In the article on Florida highway construction accidents, what percentage of work zone crash deaths are construction workers?
··· Text passage ···
Florida Top 3 for Highway Construction Accidents and Deaths

Many Florida highways appear as if they are in a constant state of construction, with work zone cones, signs and barrels dotting the landscape.

While repairing roads and building new infrastructure is important, these construction areas have more than a normal highway’s share of accidents and fatalities. The victims are not only construction workers, but also the drivers and passengers in motor vehicles.

Highway crashes overall are trending downward nationwide, but highway construction accidents are not heading downward at the same rate as non-work zone collisions. Approximately two people are killed daily on U.S. road construction sites. About 40,000 people suffer injuries in work zone accidents annually.

Florida has the dubious distinction of being one of the top three states for highway construction accidents.

Work Zone Crash Statistics

The majority of highway construction/work zone fatalities result from rear-end collisions, according to the U.S. Department of Transportation’s Federal Highway Administration. Rear-end collisions comprise just 16 percent of non-work zone deaths.

Large trucks are involved in roughly one-quarter of all work zone crashes, compared to about half that number in standard highway accidents. Some of the standard factors for all crashes – speeding, driving under the influence and not using a seatbelt – were involved in work zone accidents.

Two-thirds of these accidents occur in daytime, with Tuesdays, Wednesdays and Thursdays the most fatal days. Eighty-five percent of work zone crash deaths are drivers or passengers, while construction workers make up 15 percent of fatalities.

However, the U.S. Bureau of Labor Statistics notes that 66 Florida workers died from injuries in work zones between 2003 and 2010. Most of them died after being hit by a motor vehicle, with pickups and SUVs the worst offenders. Some deaths were attributed to other incidents, such as a falling object landing on the worker or thirteen percent of these occupational deaths did not involve employees actually working at the site, but passing through the work zone. Nearly all of these fatalities involved truck drivers.

Work Zone Safety – Contractor Negligence on Layout

Safety plan contractors and subcontractors have to file a plan for the work zone with the municipality, county or state before getting the contract. The problem is not usually with the plan on file but with its execution. A poor layout and negligence by contractors wanting to cut corners is responsible for many injuries and fatalities.

A personal injury attorney investigates whether the work zone site’s safety plan was adhered to at the time of the accident.
··· Given entries ···
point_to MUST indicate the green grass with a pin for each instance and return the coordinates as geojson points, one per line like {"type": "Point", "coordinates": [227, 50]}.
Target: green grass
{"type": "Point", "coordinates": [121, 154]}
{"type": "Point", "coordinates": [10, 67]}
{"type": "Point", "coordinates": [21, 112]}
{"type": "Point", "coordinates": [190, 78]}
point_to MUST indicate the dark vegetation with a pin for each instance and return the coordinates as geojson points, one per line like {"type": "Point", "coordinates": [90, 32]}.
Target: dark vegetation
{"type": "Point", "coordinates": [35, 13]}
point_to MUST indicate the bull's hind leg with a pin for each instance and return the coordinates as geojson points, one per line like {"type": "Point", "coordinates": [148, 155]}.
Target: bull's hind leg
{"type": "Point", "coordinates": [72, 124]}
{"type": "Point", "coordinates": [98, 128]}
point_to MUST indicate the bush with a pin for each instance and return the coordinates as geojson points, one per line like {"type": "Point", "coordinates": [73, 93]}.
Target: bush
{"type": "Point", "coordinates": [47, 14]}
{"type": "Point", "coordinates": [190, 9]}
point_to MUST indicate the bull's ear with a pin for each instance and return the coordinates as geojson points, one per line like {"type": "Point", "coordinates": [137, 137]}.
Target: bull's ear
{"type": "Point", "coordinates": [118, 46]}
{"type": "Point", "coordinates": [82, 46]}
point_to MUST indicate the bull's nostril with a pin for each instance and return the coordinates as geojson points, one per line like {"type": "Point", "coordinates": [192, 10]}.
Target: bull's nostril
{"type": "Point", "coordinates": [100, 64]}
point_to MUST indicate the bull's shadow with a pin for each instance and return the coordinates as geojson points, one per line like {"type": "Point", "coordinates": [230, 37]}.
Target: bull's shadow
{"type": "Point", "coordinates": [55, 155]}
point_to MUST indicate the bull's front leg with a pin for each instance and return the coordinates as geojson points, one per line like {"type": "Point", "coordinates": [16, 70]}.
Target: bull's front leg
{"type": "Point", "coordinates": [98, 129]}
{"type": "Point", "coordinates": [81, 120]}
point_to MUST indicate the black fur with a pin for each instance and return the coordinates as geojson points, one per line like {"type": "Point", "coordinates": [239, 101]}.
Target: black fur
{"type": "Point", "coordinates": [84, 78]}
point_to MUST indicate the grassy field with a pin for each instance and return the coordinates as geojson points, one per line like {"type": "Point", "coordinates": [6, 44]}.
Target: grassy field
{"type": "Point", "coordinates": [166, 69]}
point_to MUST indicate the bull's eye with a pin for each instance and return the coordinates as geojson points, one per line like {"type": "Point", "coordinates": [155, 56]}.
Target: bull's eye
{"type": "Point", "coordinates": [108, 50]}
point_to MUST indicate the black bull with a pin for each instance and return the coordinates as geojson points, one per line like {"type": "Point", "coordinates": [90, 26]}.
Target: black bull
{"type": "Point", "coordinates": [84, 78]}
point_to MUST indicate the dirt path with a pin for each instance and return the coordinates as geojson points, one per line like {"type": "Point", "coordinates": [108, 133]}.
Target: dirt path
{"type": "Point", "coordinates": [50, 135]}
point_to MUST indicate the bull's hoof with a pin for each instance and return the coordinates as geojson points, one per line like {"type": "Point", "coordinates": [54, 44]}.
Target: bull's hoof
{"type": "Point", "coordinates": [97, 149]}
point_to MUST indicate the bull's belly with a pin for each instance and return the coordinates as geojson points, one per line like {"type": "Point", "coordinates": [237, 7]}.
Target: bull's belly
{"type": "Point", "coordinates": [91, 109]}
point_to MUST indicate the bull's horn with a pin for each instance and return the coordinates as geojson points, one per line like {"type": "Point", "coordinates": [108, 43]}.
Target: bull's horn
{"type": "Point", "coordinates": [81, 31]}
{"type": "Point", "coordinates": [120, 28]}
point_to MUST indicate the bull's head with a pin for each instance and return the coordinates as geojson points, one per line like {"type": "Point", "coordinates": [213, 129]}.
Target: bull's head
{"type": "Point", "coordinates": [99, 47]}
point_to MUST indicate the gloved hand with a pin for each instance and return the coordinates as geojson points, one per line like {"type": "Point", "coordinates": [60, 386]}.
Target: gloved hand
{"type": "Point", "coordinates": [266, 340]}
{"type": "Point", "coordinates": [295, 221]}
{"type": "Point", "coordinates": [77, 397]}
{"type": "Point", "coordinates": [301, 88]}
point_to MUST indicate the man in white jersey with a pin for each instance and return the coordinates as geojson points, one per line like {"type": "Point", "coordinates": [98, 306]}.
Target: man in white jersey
···
Response below: 15 percent